_Given request_:
Copy every line of the records below, character for character.

_Input data_:
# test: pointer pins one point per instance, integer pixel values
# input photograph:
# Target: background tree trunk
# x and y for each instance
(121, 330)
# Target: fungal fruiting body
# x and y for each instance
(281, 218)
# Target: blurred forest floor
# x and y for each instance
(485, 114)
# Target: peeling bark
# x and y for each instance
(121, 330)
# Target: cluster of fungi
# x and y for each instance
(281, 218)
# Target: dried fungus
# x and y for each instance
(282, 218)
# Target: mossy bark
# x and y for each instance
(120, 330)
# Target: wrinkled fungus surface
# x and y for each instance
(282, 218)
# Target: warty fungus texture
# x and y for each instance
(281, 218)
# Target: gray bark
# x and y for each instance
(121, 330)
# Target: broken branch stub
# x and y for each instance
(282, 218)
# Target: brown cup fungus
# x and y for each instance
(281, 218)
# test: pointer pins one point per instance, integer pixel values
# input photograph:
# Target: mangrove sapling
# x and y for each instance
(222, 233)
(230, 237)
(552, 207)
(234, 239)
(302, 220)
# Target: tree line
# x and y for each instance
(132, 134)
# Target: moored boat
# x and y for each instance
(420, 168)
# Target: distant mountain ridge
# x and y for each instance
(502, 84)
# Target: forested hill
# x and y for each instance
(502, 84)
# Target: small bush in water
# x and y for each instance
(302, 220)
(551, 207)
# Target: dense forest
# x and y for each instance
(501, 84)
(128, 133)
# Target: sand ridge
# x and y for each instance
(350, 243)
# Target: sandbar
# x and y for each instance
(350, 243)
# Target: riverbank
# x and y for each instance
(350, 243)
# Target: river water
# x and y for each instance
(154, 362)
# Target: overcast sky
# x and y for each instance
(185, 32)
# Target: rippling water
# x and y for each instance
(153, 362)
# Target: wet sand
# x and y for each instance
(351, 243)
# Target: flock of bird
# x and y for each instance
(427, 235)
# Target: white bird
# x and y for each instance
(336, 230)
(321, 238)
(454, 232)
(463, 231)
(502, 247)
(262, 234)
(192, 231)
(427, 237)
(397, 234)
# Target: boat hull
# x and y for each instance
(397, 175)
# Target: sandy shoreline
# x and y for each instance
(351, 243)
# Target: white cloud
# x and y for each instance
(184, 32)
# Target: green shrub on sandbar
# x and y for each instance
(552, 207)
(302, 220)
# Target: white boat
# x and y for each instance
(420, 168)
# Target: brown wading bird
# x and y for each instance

_Task solution_:
# test: pointer pins one point per instance, integer pixel values
# input photograph:
# Target: background tree trunk
# x and y for each instance
(121, 330)
# Target: fungal fruiting body
# x and y for each instance
(281, 218)
# Target: blurred forest floor
# x and y for each instance
(485, 114)
# Target: peeling bark
# x and y for each instance
(121, 330)
# Target: cluster of fungi
# x and y for each instance
(281, 218)
# Target: dried fungus
# x and y for each instance
(282, 218)
# Target: mossy bark
# x and y for each instance
(120, 330)
# Target: wrinkled fungus surface
# x and y for each instance
(282, 218)
# Target: warty fungus texture
# x and y for each instance
(281, 218)
# Target: gray bark
# x and y for each instance
(121, 330)
# Target: broken branch stub
# x and y for each instance
(282, 218)
# Target: brown cup fungus
# x and y for each instance
(281, 218)
# test: pointer pins one point per instance, integer pixel values
# input photograph:
# Target: mangrove sapling
# x and y for each instance
(222, 233)
(230, 237)
(552, 207)
(234, 239)
(302, 220)
# Target: tree line
# x and y for each instance
(132, 134)
# Target: moored boat
# x and y for each instance
(420, 168)
# Target: distant mountain ridge
# x and y for each instance
(502, 84)
# Target: forested hill
# x and y for each instance
(502, 84)
# Target: small bush in water
# x and y for each instance
(302, 220)
(551, 207)
# Target: dense forest
# x and y for each instance
(501, 84)
(128, 133)
# Target: sand ridge
# x and y for each instance
(350, 243)
# Target: sandbar
# x and y for each instance
(350, 243)
# Target: riverbank
# x and y for each instance
(350, 243)
# Target: river water
# x and y for each instance
(154, 362)
# Target: overcast sky
# x and y for each instance
(185, 32)
# Target: rippling water
# x and y for each instance
(153, 362)
# Target: wet sand
# x and y for each instance
(351, 243)
# Target: flock of bird
# x and y for each instance
(427, 235)
# Target: white bird
# x and y for each instance
(336, 230)
(321, 238)
(454, 232)
(463, 231)
(502, 247)
(262, 234)
(192, 231)
(427, 237)
(397, 234)
# Target: boat hull
# x and y for each instance
(397, 175)
# Target: sandy shoreline
# x and y for each instance
(351, 243)
# Target: white cloud
# x and y for each instance
(184, 32)
# Target: green shrub on sandbar
# x and y for each instance
(552, 207)
(302, 220)
# Target: white boat
# x and y for each instance
(420, 168)
# Target: brown wading bird
# x and y for each instance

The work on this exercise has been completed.